EXERCISE DIRECTIONS:
Could you set down the lines from the first line of the entries below through the line with "window | locate", exactly and with no pictures?

Start of DATASET ENTRIES

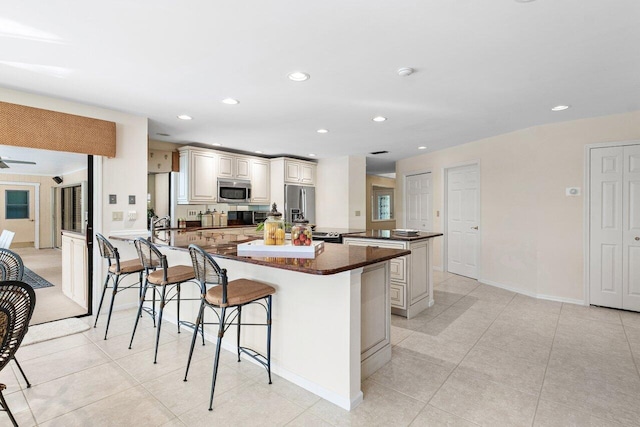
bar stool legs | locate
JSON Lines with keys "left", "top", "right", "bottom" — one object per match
{"left": 208, "top": 306, "right": 227, "bottom": 411}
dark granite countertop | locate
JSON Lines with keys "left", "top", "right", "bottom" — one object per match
{"left": 111, "top": 229, "right": 409, "bottom": 275}
{"left": 344, "top": 230, "right": 443, "bottom": 241}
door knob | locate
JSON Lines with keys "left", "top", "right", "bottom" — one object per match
{"left": 636, "top": 237, "right": 640, "bottom": 241}
{"left": 471, "top": 226, "right": 478, "bottom": 230}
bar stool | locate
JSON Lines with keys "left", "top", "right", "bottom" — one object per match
{"left": 94, "top": 233, "right": 146, "bottom": 340}
{"left": 184, "top": 244, "right": 275, "bottom": 411}
{"left": 129, "top": 238, "right": 196, "bottom": 363}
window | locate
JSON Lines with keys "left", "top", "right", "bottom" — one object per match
{"left": 61, "top": 185, "right": 83, "bottom": 231}
{"left": 6, "top": 190, "right": 29, "bottom": 219}
{"left": 371, "top": 186, "right": 394, "bottom": 221}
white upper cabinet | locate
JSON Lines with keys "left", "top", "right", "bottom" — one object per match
{"left": 250, "top": 158, "right": 270, "bottom": 203}
{"left": 284, "top": 159, "right": 316, "bottom": 185}
{"left": 177, "top": 147, "right": 218, "bottom": 204}
{"left": 219, "top": 153, "right": 251, "bottom": 180}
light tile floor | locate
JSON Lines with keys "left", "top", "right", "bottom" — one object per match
{"left": 2, "top": 271, "right": 640, "bottom": 426}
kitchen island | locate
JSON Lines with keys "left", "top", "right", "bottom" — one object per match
{"left": 110, "top": 229, "right": 409, "bottom": 410}
{"left": 343, "top": 230, "right": 443, "bottom": 318}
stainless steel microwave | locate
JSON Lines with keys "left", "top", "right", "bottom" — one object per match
{"left": 217, "top": 179, "right": 251, "bottom": 203}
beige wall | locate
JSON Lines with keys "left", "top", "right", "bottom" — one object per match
{"left": 317, "top": 156, "right": 366, "bottom": 229}
{"left": 366, "top": 175, "right": 396, "bottom": 230}
{"left": 396, "top": 110, "right": 640, "bottom": 303}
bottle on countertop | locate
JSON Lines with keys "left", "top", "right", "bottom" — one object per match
{"left": 263, "top": 203, "right": 285, "bottom": 245}
{"left": 220, "top": 211, "right": 228, "bottom": 227}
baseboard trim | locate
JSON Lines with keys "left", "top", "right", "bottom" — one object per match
{"left": 160, "top": 312, "right": 363, "bottom": 411}
{"left": 478, "top": 278, "right": 586, "bottom": 306}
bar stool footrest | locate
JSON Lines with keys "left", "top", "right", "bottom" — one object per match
{"left": 239, "top": 346, "right": 269, "bottom": 371}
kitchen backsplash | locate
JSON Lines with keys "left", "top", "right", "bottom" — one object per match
{"left": 175, "top": 203, "right": 270, "bottom": 221}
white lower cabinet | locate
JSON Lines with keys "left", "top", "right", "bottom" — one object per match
{"left": 62, "top": 231, "right": 88, "bottom": 309}
{"left": 343, "top": 237, "right": 434, "bottom": 318}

End of DATASET ENTRIES

EXERCISE RESPONSE:
bar stool legs | locate
JSON Lines with keys "left", "top", "right", "bottom" — one object per match
{"left": 208, "top": 306, "right": 227, "bottom": 411}
dark granite countertop | locate
JSON Lines with keys "left", "top", "right", "bottom" — one object per match
{"left": 111, "top": 229, "right": 409, "bottom": 275}
{"left": 344, "top": 230, "right": 443, "bottom": 241}
door knob | locate
JSON Lines with keys "left", "top", "right", "bottom" — one object per match
{"left": 636, "top": 237, "right": 640, "bottom": 241}
{"left": 471, "top": 226, "right": 478, "bottom": 230}
bar stool | locate
JSON Lines with keys "left", "top", "right", "bottom" — one object per match
{"left": 94, "top": 233, "right": 146, "bottom": 340}
{"left": 184, "top": 244, "right": 275, "bottom": 411}
{"left": 129, "top": 238, "right": 196, "bottom": 363}
window | locate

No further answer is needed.